##### Materials provided

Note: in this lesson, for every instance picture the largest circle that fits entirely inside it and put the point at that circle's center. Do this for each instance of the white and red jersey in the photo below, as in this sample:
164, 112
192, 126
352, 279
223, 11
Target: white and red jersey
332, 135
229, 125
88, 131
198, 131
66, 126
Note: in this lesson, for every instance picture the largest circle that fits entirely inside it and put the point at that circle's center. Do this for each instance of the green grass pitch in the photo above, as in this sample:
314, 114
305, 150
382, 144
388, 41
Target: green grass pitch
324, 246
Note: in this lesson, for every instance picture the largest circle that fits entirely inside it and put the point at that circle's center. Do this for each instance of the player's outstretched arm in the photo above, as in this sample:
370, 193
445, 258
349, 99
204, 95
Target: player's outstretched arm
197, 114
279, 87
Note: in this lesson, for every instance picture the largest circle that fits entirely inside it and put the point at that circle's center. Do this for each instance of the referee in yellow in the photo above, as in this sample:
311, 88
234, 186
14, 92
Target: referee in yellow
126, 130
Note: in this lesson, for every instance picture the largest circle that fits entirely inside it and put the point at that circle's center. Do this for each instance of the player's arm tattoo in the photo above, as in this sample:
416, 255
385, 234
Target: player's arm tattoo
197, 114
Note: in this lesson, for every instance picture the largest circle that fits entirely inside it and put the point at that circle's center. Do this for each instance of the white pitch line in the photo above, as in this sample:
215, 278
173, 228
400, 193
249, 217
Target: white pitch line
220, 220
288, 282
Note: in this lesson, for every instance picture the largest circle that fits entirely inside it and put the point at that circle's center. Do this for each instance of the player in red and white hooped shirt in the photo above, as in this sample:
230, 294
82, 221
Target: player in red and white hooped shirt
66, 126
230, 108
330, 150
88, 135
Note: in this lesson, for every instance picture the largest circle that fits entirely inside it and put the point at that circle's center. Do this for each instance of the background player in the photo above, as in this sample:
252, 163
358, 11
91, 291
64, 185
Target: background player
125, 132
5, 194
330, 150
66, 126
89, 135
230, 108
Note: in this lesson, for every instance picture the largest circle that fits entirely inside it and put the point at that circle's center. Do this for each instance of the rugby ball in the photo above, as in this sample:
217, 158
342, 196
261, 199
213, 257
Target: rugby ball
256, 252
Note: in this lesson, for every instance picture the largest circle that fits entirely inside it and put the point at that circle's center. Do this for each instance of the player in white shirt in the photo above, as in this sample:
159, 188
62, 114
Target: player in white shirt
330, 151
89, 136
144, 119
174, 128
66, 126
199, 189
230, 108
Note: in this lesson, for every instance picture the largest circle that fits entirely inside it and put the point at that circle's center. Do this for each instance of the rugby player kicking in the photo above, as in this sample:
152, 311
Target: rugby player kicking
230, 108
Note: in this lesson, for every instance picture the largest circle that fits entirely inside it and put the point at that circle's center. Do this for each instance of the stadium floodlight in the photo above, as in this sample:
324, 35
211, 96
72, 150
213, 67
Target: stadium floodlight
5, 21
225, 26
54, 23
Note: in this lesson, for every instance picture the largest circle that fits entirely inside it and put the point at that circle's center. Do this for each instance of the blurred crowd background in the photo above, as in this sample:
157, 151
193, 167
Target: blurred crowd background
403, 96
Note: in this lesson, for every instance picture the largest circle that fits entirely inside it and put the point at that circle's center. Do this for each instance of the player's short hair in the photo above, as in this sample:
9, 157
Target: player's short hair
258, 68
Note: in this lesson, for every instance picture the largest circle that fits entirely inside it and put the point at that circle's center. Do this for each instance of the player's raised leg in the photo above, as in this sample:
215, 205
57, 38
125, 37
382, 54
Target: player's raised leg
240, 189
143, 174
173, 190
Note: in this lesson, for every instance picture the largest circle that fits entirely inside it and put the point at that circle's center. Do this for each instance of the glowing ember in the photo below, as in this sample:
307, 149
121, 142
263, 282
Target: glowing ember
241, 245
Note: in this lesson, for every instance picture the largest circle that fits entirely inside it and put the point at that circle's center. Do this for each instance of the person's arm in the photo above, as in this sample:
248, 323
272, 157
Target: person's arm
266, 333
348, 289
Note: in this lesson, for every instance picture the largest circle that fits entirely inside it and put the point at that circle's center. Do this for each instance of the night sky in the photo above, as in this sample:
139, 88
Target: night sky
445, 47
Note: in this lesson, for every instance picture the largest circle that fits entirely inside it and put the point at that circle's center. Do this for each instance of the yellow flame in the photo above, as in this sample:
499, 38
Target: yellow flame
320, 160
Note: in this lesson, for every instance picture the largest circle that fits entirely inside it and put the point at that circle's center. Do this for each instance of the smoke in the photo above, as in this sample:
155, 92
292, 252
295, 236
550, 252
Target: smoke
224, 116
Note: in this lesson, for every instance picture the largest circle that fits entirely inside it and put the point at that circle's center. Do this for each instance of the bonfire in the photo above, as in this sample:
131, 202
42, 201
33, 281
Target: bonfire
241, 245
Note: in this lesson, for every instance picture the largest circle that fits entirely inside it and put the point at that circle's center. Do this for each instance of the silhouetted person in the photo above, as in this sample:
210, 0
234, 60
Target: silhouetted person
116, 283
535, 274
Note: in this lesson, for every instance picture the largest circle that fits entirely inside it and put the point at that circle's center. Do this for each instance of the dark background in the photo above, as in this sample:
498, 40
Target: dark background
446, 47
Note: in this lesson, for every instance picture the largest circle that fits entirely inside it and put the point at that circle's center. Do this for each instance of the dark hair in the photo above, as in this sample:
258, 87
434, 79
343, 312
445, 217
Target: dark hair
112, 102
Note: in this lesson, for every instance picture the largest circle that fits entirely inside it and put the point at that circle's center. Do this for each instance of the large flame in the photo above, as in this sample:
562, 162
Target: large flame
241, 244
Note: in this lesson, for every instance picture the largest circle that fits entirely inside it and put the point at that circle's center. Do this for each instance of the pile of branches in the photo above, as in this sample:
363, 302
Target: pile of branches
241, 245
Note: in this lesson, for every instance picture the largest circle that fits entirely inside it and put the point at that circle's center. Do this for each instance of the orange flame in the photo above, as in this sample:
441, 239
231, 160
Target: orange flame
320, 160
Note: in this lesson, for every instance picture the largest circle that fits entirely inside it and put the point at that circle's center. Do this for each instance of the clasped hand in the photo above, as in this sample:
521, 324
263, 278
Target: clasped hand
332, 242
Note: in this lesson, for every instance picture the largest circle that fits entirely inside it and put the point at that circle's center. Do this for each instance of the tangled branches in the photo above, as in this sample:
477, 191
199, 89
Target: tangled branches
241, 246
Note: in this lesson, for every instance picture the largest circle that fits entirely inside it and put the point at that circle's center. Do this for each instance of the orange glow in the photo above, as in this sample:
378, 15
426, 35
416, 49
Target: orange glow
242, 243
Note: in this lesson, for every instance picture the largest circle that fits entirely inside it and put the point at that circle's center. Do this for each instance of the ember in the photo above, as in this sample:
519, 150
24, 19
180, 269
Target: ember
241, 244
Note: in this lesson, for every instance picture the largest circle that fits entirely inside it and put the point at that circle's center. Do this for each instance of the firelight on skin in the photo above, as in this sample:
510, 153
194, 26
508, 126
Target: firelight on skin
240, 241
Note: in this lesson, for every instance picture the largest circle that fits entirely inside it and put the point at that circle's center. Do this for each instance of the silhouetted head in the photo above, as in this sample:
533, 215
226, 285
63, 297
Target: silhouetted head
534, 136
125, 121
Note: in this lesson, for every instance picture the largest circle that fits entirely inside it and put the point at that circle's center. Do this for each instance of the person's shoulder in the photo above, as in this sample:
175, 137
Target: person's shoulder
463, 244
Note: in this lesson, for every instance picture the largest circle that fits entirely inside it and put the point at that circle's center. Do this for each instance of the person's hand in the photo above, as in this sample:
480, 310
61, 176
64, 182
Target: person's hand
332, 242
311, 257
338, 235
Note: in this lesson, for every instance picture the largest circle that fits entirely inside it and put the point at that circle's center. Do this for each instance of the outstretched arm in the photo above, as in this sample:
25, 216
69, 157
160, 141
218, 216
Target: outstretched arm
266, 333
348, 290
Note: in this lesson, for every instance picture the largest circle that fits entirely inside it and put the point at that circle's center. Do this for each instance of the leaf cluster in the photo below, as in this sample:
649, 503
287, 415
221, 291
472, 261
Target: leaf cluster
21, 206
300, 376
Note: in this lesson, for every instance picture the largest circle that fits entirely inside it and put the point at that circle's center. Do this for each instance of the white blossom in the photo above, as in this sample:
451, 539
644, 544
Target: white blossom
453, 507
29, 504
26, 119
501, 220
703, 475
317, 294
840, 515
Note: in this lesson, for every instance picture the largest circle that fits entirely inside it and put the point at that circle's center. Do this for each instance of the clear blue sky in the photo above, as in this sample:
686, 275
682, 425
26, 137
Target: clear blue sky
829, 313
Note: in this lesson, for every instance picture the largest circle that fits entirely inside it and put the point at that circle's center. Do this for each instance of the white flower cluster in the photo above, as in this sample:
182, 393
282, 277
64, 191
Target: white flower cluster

##########

__Required task__: Reproduce exactly the line that holds "of the outstretched", then every line after it, ending with the final line of the records above.

__Exercise response__:
Note: in this lesson, for every instance picture the largest circle that fits entirely inside it and put the point at that circle's center. Do this for each instance of the outstretched arm in the photo above, as in this sample:
25, 216
69, 157
160, 141
218, 216
Target: outstretched arm
266, 333
348, 290
Note: in this lesson, for every instance picture the largest circle that fits entirely inside it and put the point at that circle's center. Do this for each instance of the leaf cluster in the photo below, as in this sample:
649, 503
287, 415
221, 291
472, 261
Target: leaf cluster
21, 206
300, 376
Note: in this lesson, for every instance picture the largest circle that fits entirely inside it and put the point at that circle's center. Do this for each instance of the white blossom in the photo above, as in this sample:
451, 539
644, 544
Target: white blossom
453, 507
29, 504
26, 119
501, 220
703, 475
317, 294
840, 515
Note: in this lesson, for every instance picture the largest circle that fits entirely inside it and put the point at that circle's center. Do this for each instance of the clear blue sky in the photo above, as in this sample:
686, 275
682, 425
26, 137
Target: clear blue sky
829, 313
Note: in this lesson, for every instance picture the largest circle that fits entirely inside it and put the point at that circle's center. Do this for each instance of the white flower cluster in the photo above, as in this sample:
182, 393
282, 277
64, 191
Target: white flower cluster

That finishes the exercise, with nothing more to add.